TEXTO PARA LEITURA.
______

Ao compor o discurso de uma época, qualquer narrativa pode revelar a voz dos atores sociais em seu cotidiano ao qual emprestou significação pela via do discurso escrito. Esse discurso, diferentemente do discurso oral, apresenta características de perenidade ao se fixar pela palavra impressa. Se o que realmente aconteceu perdeu-se para sempre, o historiador sente-se herdeiro de uma dívida. Sua tarefa é reconstituir o ausente. E é por isso que a história difere da ficção (RICOEUR, 1990, p. 158).

Na primeira metade do século XX, revistas e livros publicados em Portugal chegavam ao Brasil, nação ainda carente de um corpus literário significativo. Ao serem veiculados, influenciavam a construção do imaginário social na ex-colônia, independente, porém ainda aspirando definir um perfil sociocultural de acordo com sua realidade. Nessa realidade se enquadrava um determinado padrão comportamental que deveria regulamentar a vida das mulheres, o que era veiculado em algumas publicações.

Foram várias as revistas publicadas nesse período e este estudo utilizou-se de duas para exemplificar o teor das ideias que eram veiculadas referentes à área educacional: a revista Formação e O Estudante, dos anos de 1940.

A revista Formação (1941) publicou dois artigos sobre a mulher no serviço público e se posicionou contrária à invasão feminina nesse setor. O autor do primeiro artigo, publicado em janeiro, Artur Negreiro Falcão, considerava-se um convicto e pugnaz defensor do direito de voto à mulher. Afirmou que defendera arduamente seus princípios durante a Constituinte Brasileira de 1933-1934, como também sempre defendeu a atribuição às mulheres dos títulos e capacidades para o exercício social, político e científico de funções, todas erroneamente tidas como privilégio masculino. Porém, assegurava que a concorrência das mulheres contra os homens estava sendo desmedida e instava para que se a regulamentasse, pois o contrário possibilitaria a perda do equilíbrio social desejado.

______

[Dados de localização de objetos em linguagem natural]
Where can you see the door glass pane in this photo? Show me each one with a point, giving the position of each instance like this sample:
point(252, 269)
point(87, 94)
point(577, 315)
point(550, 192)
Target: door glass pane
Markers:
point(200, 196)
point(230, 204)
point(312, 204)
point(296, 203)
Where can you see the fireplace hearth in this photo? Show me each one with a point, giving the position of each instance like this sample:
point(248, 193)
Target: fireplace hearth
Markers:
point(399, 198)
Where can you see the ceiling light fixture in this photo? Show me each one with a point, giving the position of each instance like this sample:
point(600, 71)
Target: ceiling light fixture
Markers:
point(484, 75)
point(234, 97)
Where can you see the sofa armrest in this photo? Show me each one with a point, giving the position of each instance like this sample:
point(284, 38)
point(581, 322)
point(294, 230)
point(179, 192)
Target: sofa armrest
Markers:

______

LISTA DE TAREFAS.
[1] No texto sobre as revistas dos anos 1940, quais são os campos de exercício de funções cujos títulos e capacidades Artur Negreiro Falcão sempre defendeu atribuir às mulheres? Liste todos.
[2] Diga se cada afirmação concorda com o texto sobre as revistas dos anos 1940, citando as palavras do texto que decidem: (a) O primeiro artigo da revista Formação sobre a mulher no serviço público saiu em janeiro. (b) A revista Formação apoiou a entrada das mulheres no serviço público. (c) O discurso escrito tem características de perenidade.
[3] Segundo o texto sobre as revistas dos anos 1940, quantos artigos sobre a mulher no serviço público a revista Formação publicou em 1941?
O material não tem relação com o texto sobre as revistas dos anos 1940.

SOLUÇÕES.
[1] Social, político e científico.

[2]
(a) Sim: "O autor do primeiro artigo, publicado em janeiro, Artur Negreiro Falcão".
(b) Não: "se posicionou contrária à invasão feminina nesse setor".
(c) Sim: "Esse discurso, diferentemente do discurso oral, apresenta características de perenidade".

[3] Dois artigos.